Causa principale di tali debolezze, l'infelice assunto del "meno siamo meglio stiamo" che per troppo tempo è stato la stella polare dell'azione politica dei dirigenti socialisti.

Ancora, fattore piuttosto penalizzante è l'assenza di un organo di stampa di riferimento funzionale sia alla divulgazione e comunicazione verso l'interno, fungendo da filtro nei rapporti centro-periferia, sia verso l'esterno, raggiungendo l'opinione pubblica e le varie sfere della società.

Proposte e "crash program"

E' obbligatorio e necessario, prima di avviare "pseudo mini-cantieri o abbandonare armi e bagagli, traghettando la comunità socialista in lidi confusi e inappropriati", occorre in primis riacquisire dignità e dare forma e corpo a questo partito. Nell'era di My Space e di Second Life diviene basilare dotarsi di una forma chiara e moderna e di una connotazione snella, dinamica e costante. Un partito, dimensione "I-Pod", compagno di viaggio assiduo, affidabile ed a portata di click. E' opportuno, dunque, assimilare e dotarsi di uno spirito garibaldino(coscienti che ad oggi rappresentiamo un partito "semi extraparlamentare"), che pur non sfociando nel movimentismo zotico, sia antitetico alla "staticità da Palazzo". Occorre aggiornare linguaggi e lessico e ramificarsi con efficacia nel mondo del web e della realtà virtuale, "bucando" ogni possibile spazio per favorire dibattiti a 360°.

Perseguire ed applicare al meglio la regola delle "3F": fare, fare bene e far sapere. Costanza, settorialità, continuità e sistematicità dovranno essere le parole d'ordine per l'ottimizzazione dell'azione e degli indirizzi del nuovo partito che ci accingiamo a costituire. Pianificare l'operato quotidiano, calibrandolo in commissioni di lavoro permanenti, aventi come metro di selezione i principi di merito, competenza e specificità. In tal senso, ad esempio, sarebbe auspicabile la nascita di gruppi quotidiani e volontari di lettura nelle singole realtà, al fine di individuare sugli organi di stampa, eventuali spazi in cui i nostri referenti territoriali possano elaborare comunicati e fornire pubblicamente soluzioni. Così avremmo un effetto di credibilità da parte dell'opinione pubblica, che avvertirebbe l'iniziativa del PS non più come un'entità sommersa o meramente strumentale, un iceberg senza punta. Quindi non più una comunità votata all'analisi politica fine a se stessa e scollata dalla cittadinanza, ma una prospettiva tangibile di vicinanza al territorio ed al termometro popolare. E' fondamentale riuscire a "colpire l'obiettivo", ossia far sì che i nostri messaggi raggiungano adeguatamente l'utenza.

* _Esercizi proposti_:
A) Rispondi a queste domande sul testo dedicato al partito socialista:
(i) Quale assunto viene indicato come causa principale delle debolezze?
(ii) In che cosa consiste la regola delle "3F"?
(iii) Quali principi dovrebbero servire da metro di selezione per le commissioni di lavoro permanenti?
B) Riprendi il testo sul partito socialista e proseguilo dopo l'ultima frase.

* _Dati_:
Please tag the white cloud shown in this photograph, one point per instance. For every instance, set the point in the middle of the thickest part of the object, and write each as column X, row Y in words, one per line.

* _Risposte date_:
A)
(i) L'assunto del "meno siamo meglio stiamo".
(ii) Fare, fare bene e far sapere.
(iii) Merito, competenza e specificità.

B)
Per consentire la divulgazione e la penetrazione dell'identità socialista nel nostro Paese, è basilare costruire un nuova rete di collegamenti tra il nostro partito ed il mondo dell'associazionismo. Pensiamo alla creazione di associazioni ricreative(ad esempio l'Acsi), di volontariato e di consulenza. In tal modo si potrà riedificare un sostanziale substrato culturale, partner dell'area socialista, teso ad accrescere nel futuro.

Per quanto attiene la sfera amministrativa, si deve pensare a forme di raccordo e cooperazione tra i nostri rappresentanti nelle istituzioni e realtà locali, in modo tale che ciascuno di essi possa attingere alle migliori proposte avanzate, rimarcando e denotando ulteriormente le caratteristiche del Partito Socialista. Nascerà così un network di "best practice", che potranno essere applicate anche in territori differenti, pur con le dovute peculiarità, ma comunque nell'interesse della comunità.

Le necessarie risoluzioni per un rilancio dell'azione politica del Partito Socialista non possono prescindere da una seria analisi degli errori fin qui commessi, dai nostri attuali limiti per così dire "strutturali", sia da una riflessione su quella che può essere la funzione politica del partito nella società italiana.

Solo tenendo conto delle nostre caratteristiche e di quella della società in cui operiamo possiamo elaborare un'offerta politica consona alla situazione, allegando soluzioni e contributi calibrati, tesi al rilancio del progetto socialista.

Ci proponiamo di farlo con l'approccio semplice e sfrontato di chi non ha tanti anni d'esperienza sulle spalle , sperando di dare, col nostro contributo, un punto di vista diverso e forse, un po' "ribelle", coraggioso e dinamico.